Assignment >> Without leaving anything out, print every line of the data.

Records contained in a dataset

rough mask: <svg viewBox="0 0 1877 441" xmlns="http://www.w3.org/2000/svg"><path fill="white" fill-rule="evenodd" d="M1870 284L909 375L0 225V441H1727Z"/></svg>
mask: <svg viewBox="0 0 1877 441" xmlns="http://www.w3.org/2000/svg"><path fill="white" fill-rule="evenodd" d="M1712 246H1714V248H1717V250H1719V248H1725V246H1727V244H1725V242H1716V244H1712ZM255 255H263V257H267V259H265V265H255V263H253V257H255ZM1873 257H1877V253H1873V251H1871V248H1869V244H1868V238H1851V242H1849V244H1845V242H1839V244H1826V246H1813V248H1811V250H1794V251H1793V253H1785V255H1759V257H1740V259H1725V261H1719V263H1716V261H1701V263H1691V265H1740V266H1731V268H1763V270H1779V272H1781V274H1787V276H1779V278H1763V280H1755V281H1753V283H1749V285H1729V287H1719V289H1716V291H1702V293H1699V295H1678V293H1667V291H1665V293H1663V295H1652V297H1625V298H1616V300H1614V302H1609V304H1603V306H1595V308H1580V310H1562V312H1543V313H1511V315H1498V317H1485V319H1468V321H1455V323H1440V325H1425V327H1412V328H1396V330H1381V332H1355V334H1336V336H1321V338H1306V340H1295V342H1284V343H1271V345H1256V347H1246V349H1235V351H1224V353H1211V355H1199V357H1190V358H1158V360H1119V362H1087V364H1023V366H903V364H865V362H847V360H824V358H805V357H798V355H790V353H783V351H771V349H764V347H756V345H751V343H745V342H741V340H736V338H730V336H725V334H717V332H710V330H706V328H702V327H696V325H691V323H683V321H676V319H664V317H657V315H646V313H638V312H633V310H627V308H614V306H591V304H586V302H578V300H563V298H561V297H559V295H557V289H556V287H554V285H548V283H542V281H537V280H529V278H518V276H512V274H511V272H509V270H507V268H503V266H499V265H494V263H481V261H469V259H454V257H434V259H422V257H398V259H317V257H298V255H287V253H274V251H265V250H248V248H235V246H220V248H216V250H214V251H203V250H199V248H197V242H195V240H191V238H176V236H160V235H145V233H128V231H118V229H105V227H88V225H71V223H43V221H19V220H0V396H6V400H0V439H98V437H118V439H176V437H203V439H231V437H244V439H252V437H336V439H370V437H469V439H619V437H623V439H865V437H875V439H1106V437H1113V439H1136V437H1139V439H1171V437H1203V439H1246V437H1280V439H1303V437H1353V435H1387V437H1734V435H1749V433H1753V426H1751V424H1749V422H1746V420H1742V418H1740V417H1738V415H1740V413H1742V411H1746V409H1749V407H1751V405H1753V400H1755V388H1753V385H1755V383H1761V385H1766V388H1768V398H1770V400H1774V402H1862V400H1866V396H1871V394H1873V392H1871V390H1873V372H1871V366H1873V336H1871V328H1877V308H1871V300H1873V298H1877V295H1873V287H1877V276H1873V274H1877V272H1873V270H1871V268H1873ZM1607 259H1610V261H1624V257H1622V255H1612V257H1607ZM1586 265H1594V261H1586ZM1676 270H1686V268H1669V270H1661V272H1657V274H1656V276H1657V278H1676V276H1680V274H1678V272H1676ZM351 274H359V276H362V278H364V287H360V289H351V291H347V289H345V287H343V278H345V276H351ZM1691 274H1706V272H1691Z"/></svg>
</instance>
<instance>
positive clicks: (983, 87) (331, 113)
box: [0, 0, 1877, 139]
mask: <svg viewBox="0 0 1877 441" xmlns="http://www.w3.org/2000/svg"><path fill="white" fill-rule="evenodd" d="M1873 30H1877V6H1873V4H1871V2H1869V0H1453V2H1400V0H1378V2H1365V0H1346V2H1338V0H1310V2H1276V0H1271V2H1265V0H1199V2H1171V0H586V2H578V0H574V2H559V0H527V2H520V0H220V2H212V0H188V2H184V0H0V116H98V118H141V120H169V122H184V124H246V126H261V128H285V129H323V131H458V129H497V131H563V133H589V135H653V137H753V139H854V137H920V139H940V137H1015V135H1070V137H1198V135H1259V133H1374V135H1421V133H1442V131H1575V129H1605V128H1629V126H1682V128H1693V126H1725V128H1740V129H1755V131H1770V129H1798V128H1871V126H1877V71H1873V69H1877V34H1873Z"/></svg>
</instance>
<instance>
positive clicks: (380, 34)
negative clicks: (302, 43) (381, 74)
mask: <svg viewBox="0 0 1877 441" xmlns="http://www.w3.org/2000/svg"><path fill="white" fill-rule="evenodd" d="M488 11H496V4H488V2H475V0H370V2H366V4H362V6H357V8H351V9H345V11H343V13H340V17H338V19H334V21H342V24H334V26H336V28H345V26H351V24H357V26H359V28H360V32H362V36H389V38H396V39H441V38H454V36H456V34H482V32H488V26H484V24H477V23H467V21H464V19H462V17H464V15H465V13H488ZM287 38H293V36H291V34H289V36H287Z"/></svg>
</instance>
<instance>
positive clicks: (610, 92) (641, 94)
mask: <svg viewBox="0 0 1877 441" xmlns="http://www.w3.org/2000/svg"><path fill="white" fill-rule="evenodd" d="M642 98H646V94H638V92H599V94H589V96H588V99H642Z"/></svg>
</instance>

Result >>
rough mask: <svg viewBox="0 0 1877 441" xmlns="http://www.w3.org/2000/svg"><path fill="white" fill-rule="evenodd" d="M1870 284L909 375L0 225V441H1727Z"/></svg>
mask: <svg viewBox="0 0 1877 441" xmlns="http://www.w3.org/2000/svg"><path fill="white" fill-rule="evenodd" d="M1712 246H1714V248H1717V250H1719V248H1725V246H1727V244H1725V242H1716V244H1712ZM255 255H263V257H267V259H265V265H255V263H253V257H255ZM1873 257H1877V253H1873V251H1871V248H1869V244H1868V238H1851V242H1849V244H1845V242H1839V244H1826V246H1813V248H1811V250H1794V251H1793V253H1785V255H1759V257H1740V259H1725V261H1719V263H1716V261H1701V263H1691V265H1740V266H1731V268H1763V270H1779V272H1781V274H1787V276H1779V278H1763V280H1755V281H1753V283H1749V285H1729V287H1719V289H1716V291H1702V293H1699V295H1678V293H1667V291H1665V293H1663V295H1652V297H1625V298H1616V300H1614V302H1609V304H1603V306H1595V308H1580V310H1562V312H1543V313H1511V315H1498V317H1485V319H1468V321H1455V323H1440V325H1425V327H1412V328H1396V330H1381V332H1355V334H1336V336H1321V338H1306V340H1295V342H1284V343H1271V345H1256V347H1246V349H1235V351H1224V353H1211V355H1199V357H1190V358H1158V360H1119V362H1087V364H1023V366H903V364H865V362H847V360H824V358H805V357H798V355H790V353H783V351H771V349H764V347H756V345H751V343H745V342H741V340H736V338H730V336H725V334H717V332H710V330H706V328H702V327H696V325H691V323H683V321H676V319H664V317H657V315H646V313H638V312H633V310H627V308H614V306H591V304H586V302H578V300H563V298H561V297H559V295H557V289H556V287H554V285H548V283H542V281H537V280H529V278H518V276H512V274H511V272H509V270H507V268H503V266H499V265H494V263H481V261H469V259H454V257H434V259H422V257H398V259H317V257H298V255H287V253H274V251H265V250H248V248H235V246H220V248H216V250H214V251H203V250H199V248H197V242H195V240H191V238H176V236H160V235H145V233H128V231H118V229H105V227H88V225H71V223H43V221H19V220H0V396H6V400H0V439H98V437H118V439H176V437H203V439H231V437H244V439H252V437H336V439H370V437H469V439H619V437H623V439H865V437H875V439H1106V437H1113V439H1136V437H1139V439H1171V437H1203V439H1246V437H1280V439H1303V437H1353V435H1387V437H1734V435H1749V433H1753V426H1751V424H1749V422H1746V420H1742V418H1740V417H1738V415H1740V413H1742V411H1746V409H1749V407H1751V405H1753V400H1755V388H1753V385H1755V383H1761V385H1766V388H1768V398H1770V400H1774V402H1862V400H1866V396H1871V394H1873V392H1871V390H1873V372H1871V366H1873V336H1871V328H1877V308H1871V300H1873V298H1877V295H1873V287H1877V276H1873V274H1877V272H1873V270H1871V268H1873ZM1607 259H1610V261H1624V257H1622V255H1612V257H1607ZM1586 265H1594V261H1586ZM1676 270H1686V268H1669V270H1661V272H1657V274H1656V276H1657V278H1676V276H1680V274H1678V272H1676ZM351 274H359V276H362V278H364V287H360V289H351V291H347V289H345V287H343V278H345V276H351ZM1691 274H1706V272H1691Z"/></svg>
</instance>
<instance>
positive clicks: (983, 87) (331, 113)
box: [0, 0, 1877, 139]
mask: <svg viewBox="0 0 1877 441" xmlns="http://www.w3.org/2000/svg"><path fill="white" fill-rule="evenodd" d="M1873 30H1877V6H1873V4H1871V2H1869V0H1453V2H1400V0H1378V2H1365V0H1346V2H1338V0H1310V2H1276V0H1271V2H1265V0H1199V2H1171V0H586V2H578V0H574V2H559V0H527V2H520V0H220V2H212V0H188V2H184V0H0V116H98V118H141V120H169V122H184V124H246V126H261V128H285V129H323V131H458V129H497V131H563V133H589V135H653V137H753V139H854V137H920V139H940V137H1015V135H1070V137H1198V135H1259V133H1374V135H1421V133H1442V131H1575V129H1605V128H1629V126H1682V128H1693V126H1725V128H1740V129H1755V131H1770V129H1798V128H1871V126H1877V71H1873V69H1877V34H1873Z"/></svg>
</instance>
<instance>
positive clicks: (380, 34)
negative clicks: (302, 43) (381, 74)
mask: <svg viewBox="0 0 1877 441" xmlns="http://www.w3.org/2000/svg"><path fill="white" fill-rule="evenodd" d="M488 11H496V4H488V2H475V0H370V2H366V4H362V6H357V8H351V9H345V11H343V13H340V17H338V19H334V21H342V24H334V26H336V28H345V26H351V24H357V26H359V28H360V32H362V36H389V38H396V39H441V38H454V36H456V34H482V32H488V26H484V24H477V23H467V21H464V19H462V17H464V15H465V13H488ZM287 38H293V36H291V34H289V36H287Z"/></svg>
</instance>
<instance>
positive clicks: (610, 92) (641, 94)
mask: <svg viewBox="0 0 1877 441" xmlns="http://www.w3.org/2000/svg"><path fill="white" fill-rule="evenodd" d="M642 98H646V94H638V92H599V94H589V96H588V99H642Z"/></svg>
</instance>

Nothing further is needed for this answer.